** Exercise description **
Extract all of the lines below word for word, but leave the pictures out of your answer.

(Excerpts from location labeling data)
——————————

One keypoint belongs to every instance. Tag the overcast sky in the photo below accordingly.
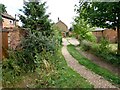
(64, 9)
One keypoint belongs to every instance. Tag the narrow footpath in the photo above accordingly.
(94, 79)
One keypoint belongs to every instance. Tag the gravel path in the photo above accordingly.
(94, 79)
(100, 61)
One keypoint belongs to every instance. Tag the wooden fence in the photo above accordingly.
(9, 38)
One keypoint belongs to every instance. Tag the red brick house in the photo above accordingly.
(109, 34)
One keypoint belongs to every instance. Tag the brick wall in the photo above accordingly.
(8, 23)
(109, 34)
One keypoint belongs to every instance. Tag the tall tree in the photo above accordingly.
(35, 17)
(102, 14)
(2, 8)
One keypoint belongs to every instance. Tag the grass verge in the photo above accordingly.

——————————

** Result **
One keypoint belongs to every instance. Tag the overcast sky in the photo below accordingly.
(64, 9)
One keypoint belongs to every instance. Tag the narrow footpath in the photo above accordingly.
(94, 79)
One keypoint belongs to every instance. Tag the gravel path in the photo above accordingly.
(94, 79)
(100, 61)
One keypoint belongs to every instance. Tag the wooden fence in the photo above accordingly.
(9, 38)
One keypoint belongs to every instance. Tag the red brick house in the photo above accordingly.
(109, 34)
One keypoint belongs to every instance. Tag the brick wall in the photo above accordingly.
(8, 23)
(109, 34)
One keypoint belongs to every instance. Tag the tall tree in the photo above accordingly.
(35, 17)
(102, 14)
(2, 8)
One keypoint belongs to every instance. Tag the grass verge in the photo above accordingly.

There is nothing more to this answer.